**TEXT SHOWN**

4. What kind of degrees allow you to work in the field of curriculum development?

Curriculum development is generally thought of in terms of being an instructional coordinator or curriculum developer in a school setting, however, other organizations like hospitals, private companies, and government agencies are demanding highly-skilled and qualified instructional coordinators or curriculum designers more and more.   For most of these jobs the typical entry-level education is a master’s degree.  There are different programs with slight variation, but essentially there are Master of Science, Master of Art, and Master of Education degrees in Curriculum and Instruction.  Most of these degree, regardless of format or delivery, offer specializations such as:

  • Early childhood education
  • Elementary education
  • Secondary education (various subjects)
  • Reading
  • Special education
  • Mathematics education
  • Leadership
  • Online/E-Learning
  • Library/Media
  • Science
  • ESL

Many of programs offer students the ability to essentially design their own degree, by working with an advisor.  Classes are chosen according to the student’s interest, therefore every degree may look different.


5.  What is a job description for someone with a Master’s in Curriculum and Instruction?  What are the day to day responsibilities?

There is a lot of variation organizationally and nationally among the states regarding job descriptions for instructional coordinators.  Typically, instructional coordinators, also known as curriculum specialists, instructional coaches, or assistant superintendents of instruction, are vital to ensuring the educational mission of the school or organization is actually being carried out effectively.  To that end, instructional coordinators evaluate, implement, design, approve, assess, and adopt curriculum.  They also help teachers or instructors with instruction through evaluation tools, mentoring, and maintaining the standards expected for the organization.  Depending on the job, they coordinate testing and review data points regarding the success of students or teachers in fulfilling state or federal standards.  In short, instructional coordinators are leaders who need the knowledge and skills required to ensure effective curriculum and instruction.  Something else to note is that instructional coordinators often travel between schools working with every grade-level and spend a lot of time organizing data.  The job is typically year round and works closely with administration.

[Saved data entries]
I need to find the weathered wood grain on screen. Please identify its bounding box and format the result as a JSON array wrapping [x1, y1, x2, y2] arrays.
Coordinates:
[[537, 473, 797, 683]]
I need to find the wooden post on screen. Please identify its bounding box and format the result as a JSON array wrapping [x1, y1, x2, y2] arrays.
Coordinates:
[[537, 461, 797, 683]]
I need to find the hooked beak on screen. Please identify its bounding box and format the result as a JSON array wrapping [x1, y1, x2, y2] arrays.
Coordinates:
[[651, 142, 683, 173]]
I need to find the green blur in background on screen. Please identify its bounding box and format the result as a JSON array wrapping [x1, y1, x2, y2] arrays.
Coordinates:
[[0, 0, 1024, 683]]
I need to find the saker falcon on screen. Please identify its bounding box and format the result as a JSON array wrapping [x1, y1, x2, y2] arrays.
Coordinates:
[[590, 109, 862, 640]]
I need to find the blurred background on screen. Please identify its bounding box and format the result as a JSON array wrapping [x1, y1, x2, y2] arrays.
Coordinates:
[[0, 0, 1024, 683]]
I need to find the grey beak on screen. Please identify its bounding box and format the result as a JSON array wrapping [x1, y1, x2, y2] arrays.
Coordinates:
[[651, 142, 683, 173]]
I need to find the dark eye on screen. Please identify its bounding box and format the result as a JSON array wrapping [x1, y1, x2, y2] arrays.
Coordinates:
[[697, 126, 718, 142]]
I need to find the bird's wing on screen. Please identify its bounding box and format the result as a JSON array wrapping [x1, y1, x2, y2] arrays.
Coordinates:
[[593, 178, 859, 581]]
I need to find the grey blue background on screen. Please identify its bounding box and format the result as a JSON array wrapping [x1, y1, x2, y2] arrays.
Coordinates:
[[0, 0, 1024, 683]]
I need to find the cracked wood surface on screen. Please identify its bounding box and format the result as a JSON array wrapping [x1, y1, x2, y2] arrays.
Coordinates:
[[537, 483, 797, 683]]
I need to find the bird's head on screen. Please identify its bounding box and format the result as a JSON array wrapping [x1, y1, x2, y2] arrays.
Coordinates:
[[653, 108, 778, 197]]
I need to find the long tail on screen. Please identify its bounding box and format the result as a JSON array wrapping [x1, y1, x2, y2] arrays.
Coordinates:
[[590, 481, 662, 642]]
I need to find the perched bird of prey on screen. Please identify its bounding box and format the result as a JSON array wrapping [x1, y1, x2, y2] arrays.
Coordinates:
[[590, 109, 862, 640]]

...

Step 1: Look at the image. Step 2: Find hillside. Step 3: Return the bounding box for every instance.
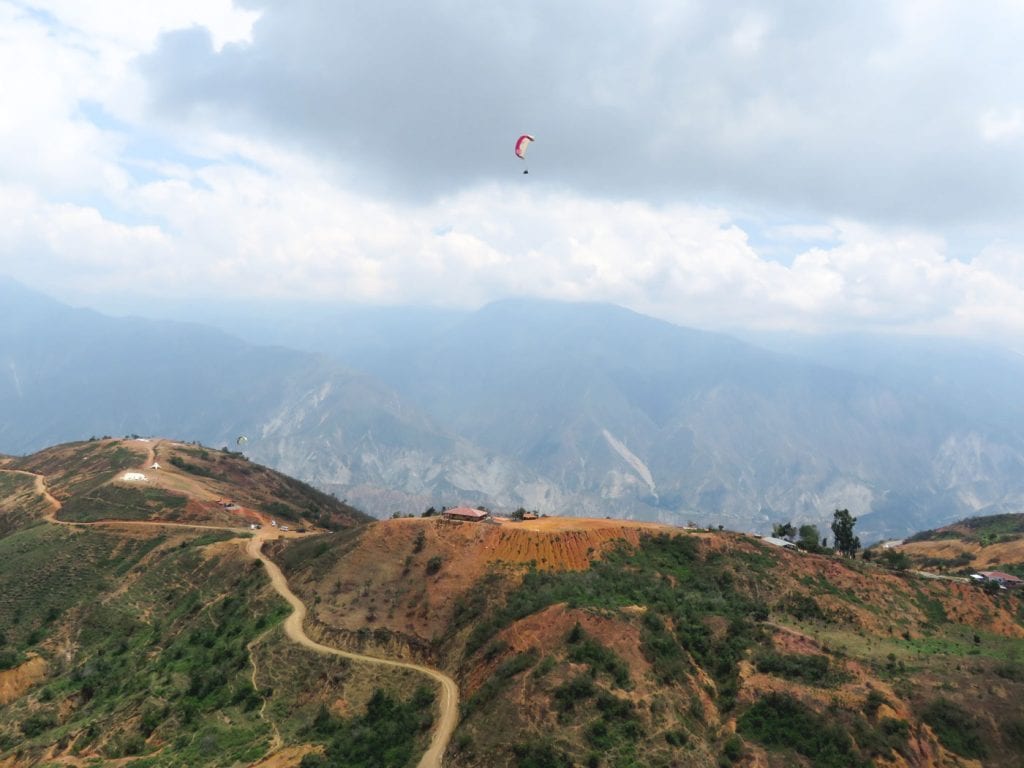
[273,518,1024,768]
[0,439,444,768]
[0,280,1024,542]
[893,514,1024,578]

**WORK ITEM A**
In the text on curriculum development careers, what is the typical entry-level education for most of these jobs?
**WORK ITEM B**
Write the next part of the text on curriculum development careers, starting after its last sentence.
These saved data entries are separate material, unrelated to the text on curriculum development careers.

**TASK RESPONSE A**
A master's degree.

**TASK RESPONSE B**
Character traits such as good interpersonal skills to work among teachers, administrators, or other stakeholders is required.  Creativity and integrity are also necessary.  Skills particularly relevant for the job are analytical skills, writing skills, and leadership skills.

Consider the following list from the U.S. Bureau of Labor Statistics:

  • Develop and coordinate implementation of curriculum
  • Plan, organize, and conduct teacher training conferences or workshops
  • Analyze student test data
  • Assess and discuss implementation of curriculum standards with school staff
  • Review and recommend textbooks and other educational materials
  • Recommend teaching techniques and the use of different or new technologies
  • Develop procedures for teachers to implement curriculum
  • Train teachers and other instructional staff in new content or programs
  • Mentor or coach teachers to improve their skills
  • Instructional coordinators evaluate the effectiveness of curriculums and teaching techniques established by school boards, states, or federal regulations. They may observe teachers in the classroom, review student test data, and interview school staff and principals about curriculums. Based on their research, they may recommend changes in curriculums to school boards. They may also recommend that teachers use different teaching techniques.